What you are asked to do: For each line below that includes the string "gray", show the whole line.
━━ Listed records
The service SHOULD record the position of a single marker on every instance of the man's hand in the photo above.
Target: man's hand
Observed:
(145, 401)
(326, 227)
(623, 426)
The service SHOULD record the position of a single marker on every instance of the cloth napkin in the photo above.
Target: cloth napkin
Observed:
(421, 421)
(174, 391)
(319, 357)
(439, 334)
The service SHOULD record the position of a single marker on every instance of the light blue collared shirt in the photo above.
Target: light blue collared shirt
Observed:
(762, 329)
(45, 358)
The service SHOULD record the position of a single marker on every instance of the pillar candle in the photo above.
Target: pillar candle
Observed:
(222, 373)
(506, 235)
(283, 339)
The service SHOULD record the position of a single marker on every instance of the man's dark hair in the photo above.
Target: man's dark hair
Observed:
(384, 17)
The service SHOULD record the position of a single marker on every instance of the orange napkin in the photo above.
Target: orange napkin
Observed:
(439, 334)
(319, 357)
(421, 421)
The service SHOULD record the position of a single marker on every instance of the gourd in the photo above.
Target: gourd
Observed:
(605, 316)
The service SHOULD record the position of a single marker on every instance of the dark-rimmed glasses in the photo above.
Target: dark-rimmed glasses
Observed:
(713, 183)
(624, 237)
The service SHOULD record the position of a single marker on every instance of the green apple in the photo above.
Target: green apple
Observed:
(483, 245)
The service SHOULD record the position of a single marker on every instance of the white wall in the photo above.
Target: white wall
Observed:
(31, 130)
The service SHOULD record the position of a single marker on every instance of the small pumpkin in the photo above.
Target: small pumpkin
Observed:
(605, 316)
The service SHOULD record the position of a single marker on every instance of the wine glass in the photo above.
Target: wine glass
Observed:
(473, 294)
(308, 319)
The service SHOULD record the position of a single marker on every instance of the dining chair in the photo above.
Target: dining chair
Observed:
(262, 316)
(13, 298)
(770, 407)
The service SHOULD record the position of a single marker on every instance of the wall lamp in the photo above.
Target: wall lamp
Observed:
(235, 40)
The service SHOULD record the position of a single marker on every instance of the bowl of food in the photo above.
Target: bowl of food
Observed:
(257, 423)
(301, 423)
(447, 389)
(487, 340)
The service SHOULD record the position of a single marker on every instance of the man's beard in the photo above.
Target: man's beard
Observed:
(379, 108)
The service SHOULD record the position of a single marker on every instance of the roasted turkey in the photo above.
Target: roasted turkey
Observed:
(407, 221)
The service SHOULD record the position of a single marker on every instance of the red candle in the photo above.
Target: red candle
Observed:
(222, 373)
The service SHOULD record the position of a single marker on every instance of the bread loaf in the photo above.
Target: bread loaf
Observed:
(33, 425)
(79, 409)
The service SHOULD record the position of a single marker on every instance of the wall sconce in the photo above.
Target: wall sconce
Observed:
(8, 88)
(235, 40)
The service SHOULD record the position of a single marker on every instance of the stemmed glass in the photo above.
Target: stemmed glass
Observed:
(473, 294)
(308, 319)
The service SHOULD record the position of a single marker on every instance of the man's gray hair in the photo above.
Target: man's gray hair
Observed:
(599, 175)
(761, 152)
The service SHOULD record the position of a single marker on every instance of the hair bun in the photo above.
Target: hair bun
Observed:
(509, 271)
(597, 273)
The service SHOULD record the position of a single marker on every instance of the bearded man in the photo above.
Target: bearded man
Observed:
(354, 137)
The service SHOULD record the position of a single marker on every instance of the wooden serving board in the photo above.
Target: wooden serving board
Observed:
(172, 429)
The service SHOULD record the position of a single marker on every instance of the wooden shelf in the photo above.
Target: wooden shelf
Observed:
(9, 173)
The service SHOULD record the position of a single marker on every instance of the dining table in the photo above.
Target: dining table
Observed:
━━━━
Exercise output:
The service SHOULD record the position of a single marker on every instance of the man's gray hair in the photo above.
Target: man's gray hair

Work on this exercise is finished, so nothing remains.